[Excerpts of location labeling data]
****************************************
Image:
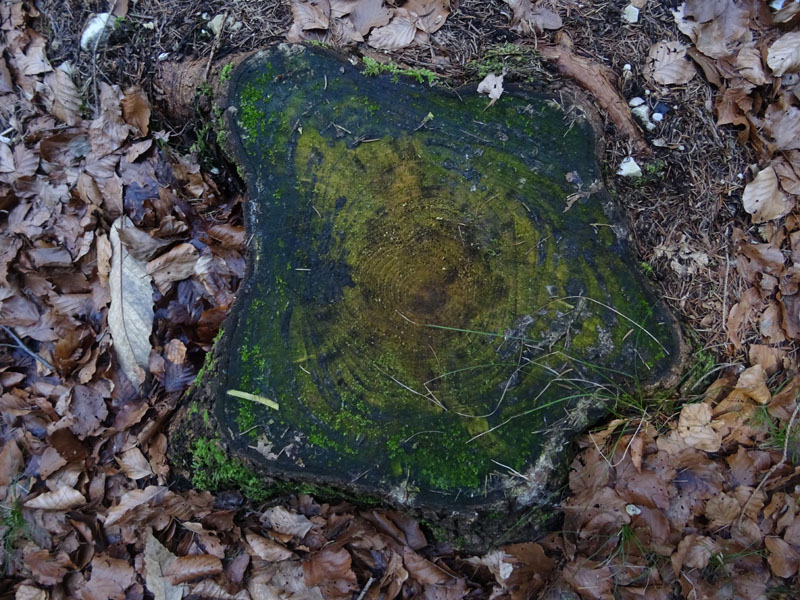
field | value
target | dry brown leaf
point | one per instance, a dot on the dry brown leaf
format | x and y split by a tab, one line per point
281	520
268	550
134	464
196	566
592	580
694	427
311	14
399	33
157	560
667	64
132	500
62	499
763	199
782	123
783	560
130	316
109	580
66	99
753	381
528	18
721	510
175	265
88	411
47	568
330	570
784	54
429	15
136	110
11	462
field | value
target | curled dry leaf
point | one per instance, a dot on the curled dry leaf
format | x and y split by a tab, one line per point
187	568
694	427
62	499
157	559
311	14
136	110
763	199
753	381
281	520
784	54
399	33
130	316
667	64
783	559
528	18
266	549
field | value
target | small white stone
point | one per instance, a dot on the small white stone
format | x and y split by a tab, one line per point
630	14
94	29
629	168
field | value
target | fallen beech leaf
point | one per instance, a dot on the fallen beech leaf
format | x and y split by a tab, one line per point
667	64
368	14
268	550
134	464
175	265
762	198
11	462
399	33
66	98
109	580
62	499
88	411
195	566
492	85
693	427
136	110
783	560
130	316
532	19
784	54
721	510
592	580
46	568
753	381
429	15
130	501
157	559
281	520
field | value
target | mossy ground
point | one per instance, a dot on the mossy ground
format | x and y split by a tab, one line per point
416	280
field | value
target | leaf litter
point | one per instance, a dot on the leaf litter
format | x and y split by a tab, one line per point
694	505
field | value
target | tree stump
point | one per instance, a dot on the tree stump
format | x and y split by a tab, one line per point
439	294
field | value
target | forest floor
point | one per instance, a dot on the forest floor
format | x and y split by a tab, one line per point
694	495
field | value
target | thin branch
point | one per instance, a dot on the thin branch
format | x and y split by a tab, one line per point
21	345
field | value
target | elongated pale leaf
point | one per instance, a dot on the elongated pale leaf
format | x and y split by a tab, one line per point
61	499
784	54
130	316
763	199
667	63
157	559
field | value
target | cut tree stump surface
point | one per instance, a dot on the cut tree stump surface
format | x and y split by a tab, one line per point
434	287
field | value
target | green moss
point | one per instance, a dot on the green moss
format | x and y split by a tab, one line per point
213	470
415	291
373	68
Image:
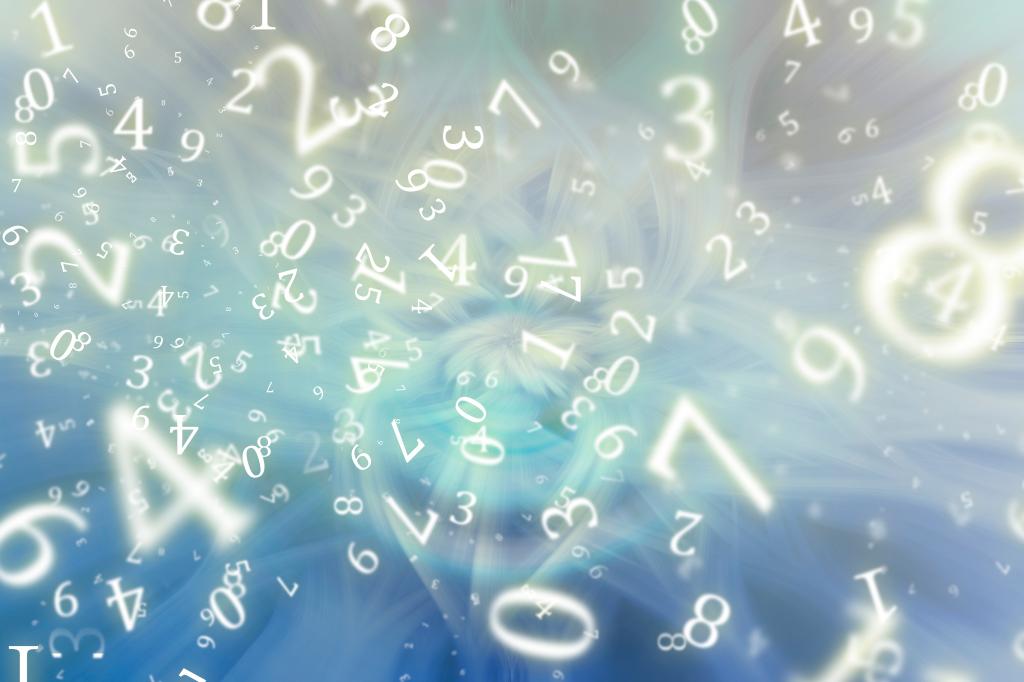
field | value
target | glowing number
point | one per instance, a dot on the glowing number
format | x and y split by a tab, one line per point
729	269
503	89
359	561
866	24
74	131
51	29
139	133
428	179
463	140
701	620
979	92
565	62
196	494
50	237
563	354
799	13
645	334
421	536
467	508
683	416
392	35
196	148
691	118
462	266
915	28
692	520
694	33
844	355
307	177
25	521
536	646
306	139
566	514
****************************************
**Task description**
Above are records with pictures; repeat the records exactly and leave the pictures out.

**Task output**
Image:
field | value
target | dry brown leaf
point | one per instance, a dot on the dry brown leaf
format | x and y split by a tab, one line per point
281	520
268	550
134	464
196	566
592	580
694	427
311	14
399	33
157	560
667	64
132	500
62	499
763	199
782	123
783	560
130	316
109	580
66	99
753	381
528	18
721	510
175	265
88	411
47	568
330	570
784	54
429	15
136	110
11	462
field | value
target | curled dry leaf
point | one per instance, a dot on the curled dry leaf
format | x and y split by a tab, one line per point
187	568
694	427
62	499
157	559
311	14
136	110
763	199
753	381
281	520
784	54
399	33
130	316
667	64
783	559
528	18
266	549
field | value
target | small white stone
point | one per instance, a dot on the small white stone
format | x and y split by a tab, one line per point
630	14
94	29
629	168
field | value
target | fallen beech leaf
point | one per instance, a dot on the fallen beech leaf
format | x and y split by a tab, one line per point
667	64
368	14
268	550
134	464
175	265
762	198
11	462
399	33
66	98
109	580
62	499
88	411
195	566
492	85
693	427
136	110
783	560
130	316
532	19
784	54
721	510
592	580
46	568
753	381
429	15
130	501
157	559
281	520
field | value
target | mossy ground
point | one per instance, a dot on the mossy ground
format | x and y split by a tab, one line per point
416	280
field | value
target | leaf litter
point | one per instance, a dot on the leaf litter
format | x and y split by a tab, one line per point
694	505
field | value
target | tree stump
point | one per instance, a dot on the tree stump
format | x and y split by a tab, one line per point
439	294
field | value
target | forest floor
point | one per instance, a dot on the forest floor
format | x and y split by a tab, one line per point
694	495
field | value
target | thin branch
point | one per instance, a dot on the thin branch
format | x and y split by a tab, one line per point
21	345
field | value
target | elongated pale leaf
point | one per instance, a dot on the elongated pale leaf
format | x and y split by a tab, one line per point
61	499
784	54
130	316
763	199
667	63
157	559
field | value
target | cut tree stump surface
point | one per instance, a dot on the cut tree stump surface
format | x and y split by a tab, one line per point
434	287
field | value
target | green moss
point | one per instance, a dot on the green moss
format | x and y split by a tab, one line per point
213	470
415	291
373	68
Image:
field | value
target | glowing number
point | one per instance, a dot on the glowing number
format | x and y split by a tab, one line per point
729	269
503	89
359	561
866	24
74	131
51	29
139	133
428	179
463	140
701	620
979	92
565	62
196	494
50	237
563	354
799	13
645	334
421	536
467	508
683	416
392	35
196	148
691	118
462	266
915	28
692	520
694	33
844	355
307	177
25	521
536	646
306	139
566	514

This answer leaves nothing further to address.